What the exercise asks:
Copy the lines below exactly. Start at the first and finish with the line containing "Could you point to the dense".

(Items listed in a dataset)
%%

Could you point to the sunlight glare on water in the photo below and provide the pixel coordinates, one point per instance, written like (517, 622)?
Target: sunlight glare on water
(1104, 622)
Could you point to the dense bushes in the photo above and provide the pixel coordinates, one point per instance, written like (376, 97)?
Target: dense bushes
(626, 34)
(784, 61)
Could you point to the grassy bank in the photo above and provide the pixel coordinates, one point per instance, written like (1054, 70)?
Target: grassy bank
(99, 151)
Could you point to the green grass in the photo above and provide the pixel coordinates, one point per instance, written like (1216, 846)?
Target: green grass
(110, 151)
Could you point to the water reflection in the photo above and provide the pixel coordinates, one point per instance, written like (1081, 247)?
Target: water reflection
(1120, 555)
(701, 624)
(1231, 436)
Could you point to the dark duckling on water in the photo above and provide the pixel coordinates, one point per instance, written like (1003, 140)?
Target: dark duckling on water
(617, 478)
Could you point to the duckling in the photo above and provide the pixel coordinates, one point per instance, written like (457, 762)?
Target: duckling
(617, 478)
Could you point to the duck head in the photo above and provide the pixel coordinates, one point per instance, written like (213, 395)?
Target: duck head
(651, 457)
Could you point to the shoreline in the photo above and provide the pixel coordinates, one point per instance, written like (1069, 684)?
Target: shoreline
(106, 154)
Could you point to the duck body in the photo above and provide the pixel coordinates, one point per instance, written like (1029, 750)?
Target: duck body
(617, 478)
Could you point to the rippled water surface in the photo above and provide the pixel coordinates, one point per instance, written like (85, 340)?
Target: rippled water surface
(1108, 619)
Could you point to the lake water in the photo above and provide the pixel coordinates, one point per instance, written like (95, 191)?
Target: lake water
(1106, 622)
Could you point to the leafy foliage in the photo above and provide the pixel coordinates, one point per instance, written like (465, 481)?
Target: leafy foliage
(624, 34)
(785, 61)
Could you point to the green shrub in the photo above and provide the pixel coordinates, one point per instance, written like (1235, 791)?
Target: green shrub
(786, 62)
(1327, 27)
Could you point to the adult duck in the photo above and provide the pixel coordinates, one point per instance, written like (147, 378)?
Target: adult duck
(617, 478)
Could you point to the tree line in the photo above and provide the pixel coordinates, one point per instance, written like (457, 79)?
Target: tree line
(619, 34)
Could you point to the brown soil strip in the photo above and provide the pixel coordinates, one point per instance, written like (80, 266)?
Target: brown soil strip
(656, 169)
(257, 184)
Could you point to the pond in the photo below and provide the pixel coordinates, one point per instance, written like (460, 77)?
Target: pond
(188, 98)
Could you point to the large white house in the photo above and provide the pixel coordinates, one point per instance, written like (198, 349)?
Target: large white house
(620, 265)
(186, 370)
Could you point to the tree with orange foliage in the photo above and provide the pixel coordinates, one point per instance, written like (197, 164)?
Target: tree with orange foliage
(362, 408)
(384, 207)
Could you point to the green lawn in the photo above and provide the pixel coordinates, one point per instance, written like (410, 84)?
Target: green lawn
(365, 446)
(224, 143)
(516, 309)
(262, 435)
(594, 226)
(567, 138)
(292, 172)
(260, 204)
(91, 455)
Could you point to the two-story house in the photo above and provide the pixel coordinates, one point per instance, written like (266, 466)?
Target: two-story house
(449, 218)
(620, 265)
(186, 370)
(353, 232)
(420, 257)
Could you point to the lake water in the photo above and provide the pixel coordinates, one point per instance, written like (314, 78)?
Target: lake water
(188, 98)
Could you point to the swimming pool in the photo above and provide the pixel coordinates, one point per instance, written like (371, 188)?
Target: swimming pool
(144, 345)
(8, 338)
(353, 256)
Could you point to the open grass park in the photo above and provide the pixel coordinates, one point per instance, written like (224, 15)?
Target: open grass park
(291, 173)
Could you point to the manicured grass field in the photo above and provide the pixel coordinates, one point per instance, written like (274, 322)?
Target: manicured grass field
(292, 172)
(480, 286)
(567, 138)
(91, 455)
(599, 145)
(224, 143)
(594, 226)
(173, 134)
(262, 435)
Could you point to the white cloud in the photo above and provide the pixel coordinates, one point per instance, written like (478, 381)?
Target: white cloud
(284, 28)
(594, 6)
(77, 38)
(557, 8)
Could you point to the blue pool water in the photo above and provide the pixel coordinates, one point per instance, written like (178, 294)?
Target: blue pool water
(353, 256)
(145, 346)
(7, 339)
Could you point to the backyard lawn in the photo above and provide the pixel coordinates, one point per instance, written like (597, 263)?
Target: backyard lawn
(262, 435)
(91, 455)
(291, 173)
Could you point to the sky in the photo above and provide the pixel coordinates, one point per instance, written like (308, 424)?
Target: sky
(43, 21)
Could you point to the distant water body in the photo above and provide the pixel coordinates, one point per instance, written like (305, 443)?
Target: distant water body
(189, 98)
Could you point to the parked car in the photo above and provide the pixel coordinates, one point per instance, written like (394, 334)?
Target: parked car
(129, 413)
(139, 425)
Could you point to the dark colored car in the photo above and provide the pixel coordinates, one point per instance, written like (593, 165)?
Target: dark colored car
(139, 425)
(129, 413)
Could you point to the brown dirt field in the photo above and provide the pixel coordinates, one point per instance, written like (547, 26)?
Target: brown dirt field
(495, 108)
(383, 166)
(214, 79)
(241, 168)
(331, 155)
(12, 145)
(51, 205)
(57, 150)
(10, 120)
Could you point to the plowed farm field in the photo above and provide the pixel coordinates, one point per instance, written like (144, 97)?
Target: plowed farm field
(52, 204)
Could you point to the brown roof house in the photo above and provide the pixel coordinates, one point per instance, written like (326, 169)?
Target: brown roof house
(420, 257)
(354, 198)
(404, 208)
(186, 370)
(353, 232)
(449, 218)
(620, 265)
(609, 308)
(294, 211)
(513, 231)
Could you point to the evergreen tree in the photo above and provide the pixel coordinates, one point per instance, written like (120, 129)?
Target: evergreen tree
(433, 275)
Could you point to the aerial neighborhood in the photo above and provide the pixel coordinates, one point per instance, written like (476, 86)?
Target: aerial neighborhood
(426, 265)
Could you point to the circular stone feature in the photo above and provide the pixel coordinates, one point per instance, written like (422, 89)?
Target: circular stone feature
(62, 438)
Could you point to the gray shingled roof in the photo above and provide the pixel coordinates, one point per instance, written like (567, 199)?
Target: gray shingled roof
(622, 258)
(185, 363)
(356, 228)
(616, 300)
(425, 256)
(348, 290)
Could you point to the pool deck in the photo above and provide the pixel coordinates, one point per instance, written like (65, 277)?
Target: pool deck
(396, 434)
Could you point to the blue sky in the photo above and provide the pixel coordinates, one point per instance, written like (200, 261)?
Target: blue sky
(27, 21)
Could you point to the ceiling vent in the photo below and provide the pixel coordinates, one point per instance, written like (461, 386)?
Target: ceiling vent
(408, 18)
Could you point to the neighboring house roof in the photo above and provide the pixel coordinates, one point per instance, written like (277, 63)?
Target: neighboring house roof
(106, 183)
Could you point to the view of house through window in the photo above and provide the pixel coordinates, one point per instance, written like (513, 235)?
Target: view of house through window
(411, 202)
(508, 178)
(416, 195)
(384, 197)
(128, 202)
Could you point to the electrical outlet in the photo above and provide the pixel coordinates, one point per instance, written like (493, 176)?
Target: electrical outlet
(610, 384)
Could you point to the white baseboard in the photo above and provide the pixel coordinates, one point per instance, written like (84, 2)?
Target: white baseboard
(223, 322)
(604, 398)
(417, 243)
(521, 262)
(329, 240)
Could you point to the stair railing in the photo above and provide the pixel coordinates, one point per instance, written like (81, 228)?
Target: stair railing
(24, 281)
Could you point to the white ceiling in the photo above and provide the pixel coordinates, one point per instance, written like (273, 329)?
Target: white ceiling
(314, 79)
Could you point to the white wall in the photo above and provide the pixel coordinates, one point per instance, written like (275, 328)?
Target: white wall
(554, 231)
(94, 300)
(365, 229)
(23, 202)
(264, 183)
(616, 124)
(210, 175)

%%

Task result:
Could you point to the sunlight glare on water in the photo below and provide the pixel coordinates, one point per instance, written like (517, 622)?
Target: sunlight glare on water
(1104, 622)
Could you point to the dense bushes in the photo above and provide the pixel coordinates, one point per instance, written like (376, 97)?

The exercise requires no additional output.